[REQUIRED TASKS]:
(a) Answer these questions using the passage on Deleuze, Nietzsche and futurity below.
(i) How does James Williams paraphrase the method for futurity drawn from Deleuze's reading of Nietzsche?
(ii) For Nietzsche, if a perspective is not a matter of reason, what is it a matter of?
(iii) What does the habitual self of the living present insist on doing?
(b) Write a continuation of the passage on Deleuze, Nietzsche and futurity below, starting right after its final sentence.

[EXTRACT PROVIDED]:
================================

James Williams paraphrases the specific method for futurity offered by Deleuze’s reading of Nietzsche as: connect with everything; forget everything (2013: 5). Dan W Smith helps clarify this further, in his work on Klossowski in relation to Nietzsche’s perspectivalism. On the latter and to my mind, he connects some of the dots in relation to my sketch of the Deleuzian third synthesis above and its relation to any one perspective. For Nietzsche, the latter is not a matter of reason, but of the drives. Our drives or impulses constitute the slant taken in any given moment, and what/who we think we are. I’d claim, building on this, that a robustness for this pure future (for having it feature in a life) involves ‘inhabiting’ that which forgoes perspective, which forgoes a fixed notion of self. Quoting Smith: ‘When we talk about the “I”, we are primarily indicating which drive, at the moment, is strongest and sovereign’ (2005: 10).
The habitual self of the living present insists on anticipating its next (small, or incrementally adjusted) future. However, in futurity proper, what one invites — if the time of the third synthesis is included, able to be withstood — is to have any known self fall away, and therefore to allow the sheerness of a truly empty future. Arguably, in art, and in art-making, and in creative writing, there are accidents that align with this, there are moments when this occurs. The current article would frame these occurrences as temporal — a phenomenon of difference and repetition, in complex operations — thereby allowing a more workable articulation of what’s at stake.

================================

[DATA FOR REVIEW]:
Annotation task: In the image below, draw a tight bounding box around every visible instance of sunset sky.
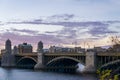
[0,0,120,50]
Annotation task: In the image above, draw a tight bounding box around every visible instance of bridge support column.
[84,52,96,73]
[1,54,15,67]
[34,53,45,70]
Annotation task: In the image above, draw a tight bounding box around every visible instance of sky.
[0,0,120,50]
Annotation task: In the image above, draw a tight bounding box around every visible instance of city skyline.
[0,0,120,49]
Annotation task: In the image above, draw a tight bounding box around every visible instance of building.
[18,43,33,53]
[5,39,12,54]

================================

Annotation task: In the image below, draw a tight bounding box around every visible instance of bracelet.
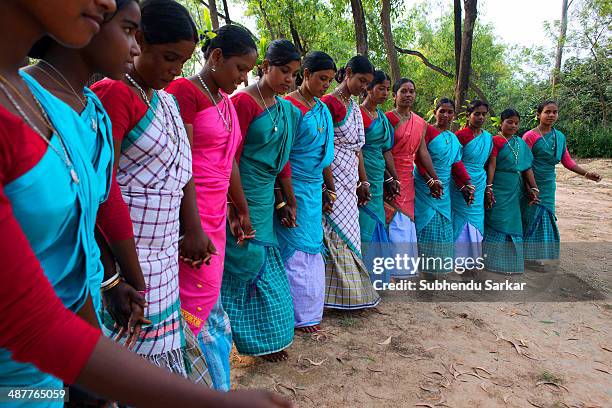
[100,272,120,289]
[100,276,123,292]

================================

[ACTIVITY ANSWERS]:
(a)
(i) Connect with everything; forget everything.
(ii) The drives.
(iii) Anticipating its next (small, or incrementally adjusted) future.

(b)
Sub-habituality: unassuming the present
Habit’s inertias, arguably, provide the conditions for the constitution of a subject that is able to self-organise and to form intentionalities. Subhabituality, as emergent non-time, would name that which fosters the profoundly apolitical, a space beyond decision and mired in a soggy — or wired — reactivity.[iii] It is not really news to suggest that neoliberalisation, under which many are living and have been living for some time, impacts those within it, not just at an economic, social and communal level, but also temporally in perhaps an equally devasting and impoverishing manner. This temporal impact, then — which is hard to spot and even harder to name — loops back to reinforce the nuanced enslavement that marks the subject’s experiential scope under this socio-economic set of heterogeneous logics.
In her work on the cruel optimism of neoliberalism, among other things, Berlant writes about the film by Bordowitz, aptly titled Habit. She describes what the characters (who are in various kinds of crisis, of health, ageing) must do to stabilise themselves:
all must inhabit the shared atmosphere of dehabituation and forced improvisation that an endemic and pandemic health crisis induces. Their solidarity around surviving this scene and staying attached to life involves gathering up diverse practices for adjusting to the singular and shared present. In a sense, Habit responds to an imperative to develop and to circulate as many idioms of the claim on life as can be imaginatively effective. Here, habit is an idiom of the claim on life. (Berlant 2011: 57; emphasis added)
Berlant is explicit: habit can be our claim on life, or as I would put it, our access to the most basic and non-negotiable kind of temporality — in which one can dwell, endure and from which one ventures out, takes risks and creates.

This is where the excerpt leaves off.